Problem to solve.
Would you repeat the entries below exactly and omit the pictures?

Supplied material.
=== Section Start ===
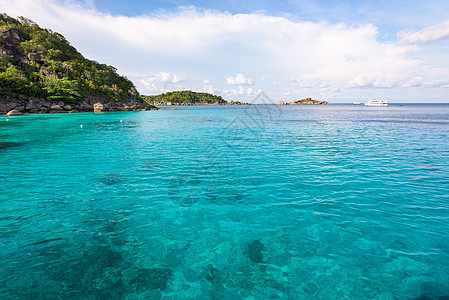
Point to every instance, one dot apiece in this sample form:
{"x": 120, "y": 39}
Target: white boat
{"x": 376, "y": 103}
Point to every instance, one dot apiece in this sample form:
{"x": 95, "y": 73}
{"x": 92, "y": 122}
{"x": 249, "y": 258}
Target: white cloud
{"x": 159, "y": 82}
{"x": 239, "y": 79}
{"x": 427, "y": 35}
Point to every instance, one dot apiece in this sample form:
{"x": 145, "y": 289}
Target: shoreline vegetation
{"x": 40, "y": 72}
{"x": 189, "y": 98}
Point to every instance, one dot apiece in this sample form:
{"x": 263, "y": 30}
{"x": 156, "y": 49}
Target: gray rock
{"x": 31, "y": 105}
{"x": 14, "y": 113}
{"x": 35, "y": 57}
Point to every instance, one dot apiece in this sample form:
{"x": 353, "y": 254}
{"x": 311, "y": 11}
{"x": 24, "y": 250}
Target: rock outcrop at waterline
{"x": 40, "y": 72}
{"x": 16, "y": 107}
{"x": 307, "y": 101}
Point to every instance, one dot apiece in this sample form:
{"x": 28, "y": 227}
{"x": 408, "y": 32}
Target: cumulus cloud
{"x": 239, "y": 79}
{"x": 159, "y": 82}
{"x": 427, "y": 35}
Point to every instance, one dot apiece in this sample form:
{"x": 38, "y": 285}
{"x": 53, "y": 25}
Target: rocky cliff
{"x": 40, "y": 72}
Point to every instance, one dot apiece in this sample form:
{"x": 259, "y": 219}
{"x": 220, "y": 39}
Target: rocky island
{"x": 189, "y": 98}
{"x": 306, "y": 101}
{"x": 40, "y": 72}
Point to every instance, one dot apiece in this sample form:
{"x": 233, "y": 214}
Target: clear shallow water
{"x": 263, "y": 202}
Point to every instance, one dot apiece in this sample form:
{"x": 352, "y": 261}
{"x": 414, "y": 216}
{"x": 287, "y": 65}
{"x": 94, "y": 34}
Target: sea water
{"x": 234, "y": 202}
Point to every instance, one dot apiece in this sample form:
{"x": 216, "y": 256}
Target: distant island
{"x": 188, "y": 98}
{"x": 306, "y": 101}
{"x": 40, "y": 72}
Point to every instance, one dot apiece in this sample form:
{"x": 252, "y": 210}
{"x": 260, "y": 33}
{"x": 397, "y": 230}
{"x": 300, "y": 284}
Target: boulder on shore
{"x": 98, "y": 107}
{"x": 56, "y": 107}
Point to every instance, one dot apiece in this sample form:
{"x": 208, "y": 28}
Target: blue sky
{"x": 335, "y": 50}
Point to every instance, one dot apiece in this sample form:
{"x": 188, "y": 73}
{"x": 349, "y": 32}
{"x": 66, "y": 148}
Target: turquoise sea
{"x": 226, "y": 202}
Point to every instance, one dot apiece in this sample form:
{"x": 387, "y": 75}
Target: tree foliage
{"x": 184, "y": 97}
{"x": 61, "y": 72}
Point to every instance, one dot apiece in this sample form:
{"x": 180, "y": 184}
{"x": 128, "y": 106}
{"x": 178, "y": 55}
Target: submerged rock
{"x": 255, "y": 251}
{"x": 7, "y": 144}
{"x": 14, "y": 112}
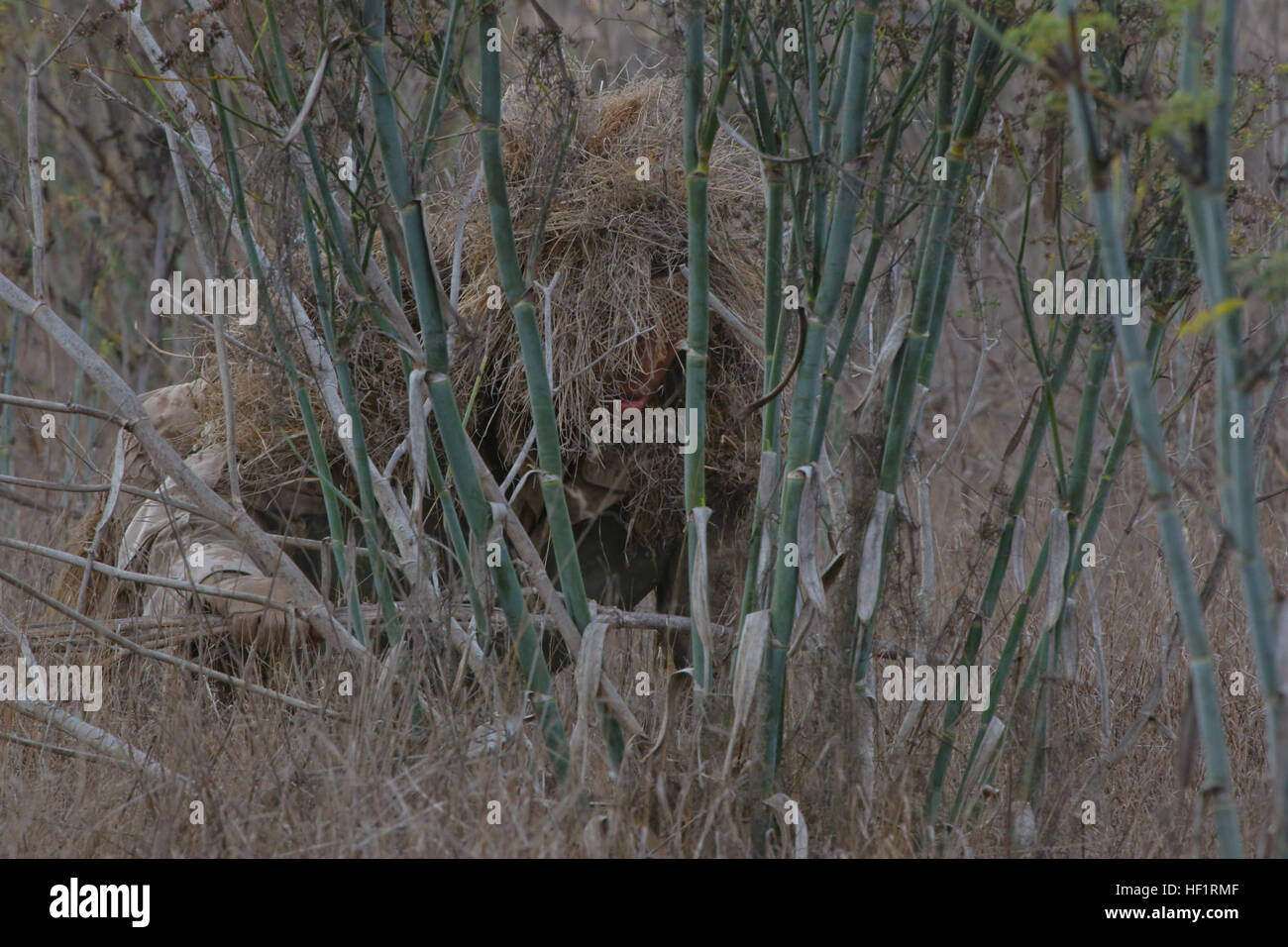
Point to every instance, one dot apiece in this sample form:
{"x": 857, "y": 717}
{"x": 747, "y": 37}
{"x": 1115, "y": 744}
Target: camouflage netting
=== Section End ===
Answer box.
Point to every instance, one dot apiece in this sample form:
{"x": 120, "y": 39}
Target: white boat
{"x": 376, "y": 103}
Point to every instance, one dot apiece in this sample form:
{"x": 95, "y": 73}
{"x": 92, "y": 122}
{"x": 249, "y": 258}
Target: white cloud
{"x": 159, "y": 82}
{"x": 239, "y": 79}
{"x": 427, "y": 35}
Point to every instance, one dot apiece in this sample form:
{"x": 145, "y": 289}
Target: shoreline vegetation
{"x": 40, "y": 72}
{"x": 189, "y": 98}
Point to every instance, one dot apiece in this sample form:
{"x": 263, "y": 30}
{"x": 156, "y": 49}
Target: gray rock
{"x": 31, "y": 105}
{"x": 14, "y": 113}
{"x": 35, "y": 57}
Point to every instance, one dot apiece in this sample form:
{"x": 353, "y": 254}
{"x": 311, "y": 11}
{"x": 24, "y": 250}
Target: rock outcrop at waterline
{"x": 40, "y": 72}
{"x": 16, "y": 107}
{"x": 307, "y": 101}
Point to every instance, one dot apiece in this sample form:
{"x": 28, "y": 227}
{"x": 408, "y": 32}
Target: cumulus cloud
{"x": 239, "y": 79}
{"x": 159, "y": 82}
{"x": 427, "y": 35}
Point to every instance, one dot apiece in this sample form:
{"x": 38, "y": 285}
{"x": 53, "y": 25}
Target: rocky cliff
{"x": 40, "y": 72}
Point to every instance, one dot apiece in this sample form:
{"x": 259, "y": 219}
{"x": 220, "y": 39}
Target: rocky island
{"x": 189, "y": 98}
{"x": 306, "y": 101}
{"x": 40, "y": 72}
Point to every instance, one dot apiece in this sample form:
{"x": 233, "y": 214}
Target: clear shallow water
{"x": 263, "y": 202}
Point to every instance, one dot apiece in this sample form:
{"x": 352, "y": 261}
{"x": 414, "y": 216}
{"x": 287, "y": 65}
{"x": 94, "y": 34}
Target: sea water
{"x": 234, "y": 202}
Point to every instance, one dot apiece in this sample form:
{"x": 216, "y": 256}
Target: distant island
{"x": 188, "y": 98}
{"x": 306, "y": 101}
{"x": 40, "y": 72}
Point to every instance, one dot apiece in this sample form:
{"x": 252, "y": 210}
{"x": 260, "y": 33}
{"x": 397, "y": 230}
{"x": 300, "y": 284}
Target: boulder on shore
{"x": 98, "y": 107}
{"x": 56, "y": 107}
Point to every instance, one dot apiece in this sample form:
{"x": 208, "y": 28}
Target: blue sky
{"x": 335, "y": 50}
Point to every instance, one dot apiece in this sample form:
{"x": 188, "y": 73}
{"x": 349, "y": 32}
{"x": 66, "y": 148}
Target: turquoise sea
{"x": 226, "y": 202}
Point to every instance, one dot apiece in this sample form:
{"x": 387, "y": 75}
Target: tree foliage
{"x": 184, "y": 97}
{"x": 61, "y": 72}
Point to every instance, one dot apiece in this sample form:
{"x": 180, "y": 184}
{"x": 128, "y": 106}
{"x": 178, "y": 55}
Target: submerged rock
{"x": 255, "y": 251}
{"x": 7, "y": 144}
{"x": 14, "y": 112}
Point to every instance, one dot apiece in this sample form:
{"x": 857, "y": 717}
{"x": 747, "y": 37}
{"x": 1115, "y": 744}
Target: camouflage netting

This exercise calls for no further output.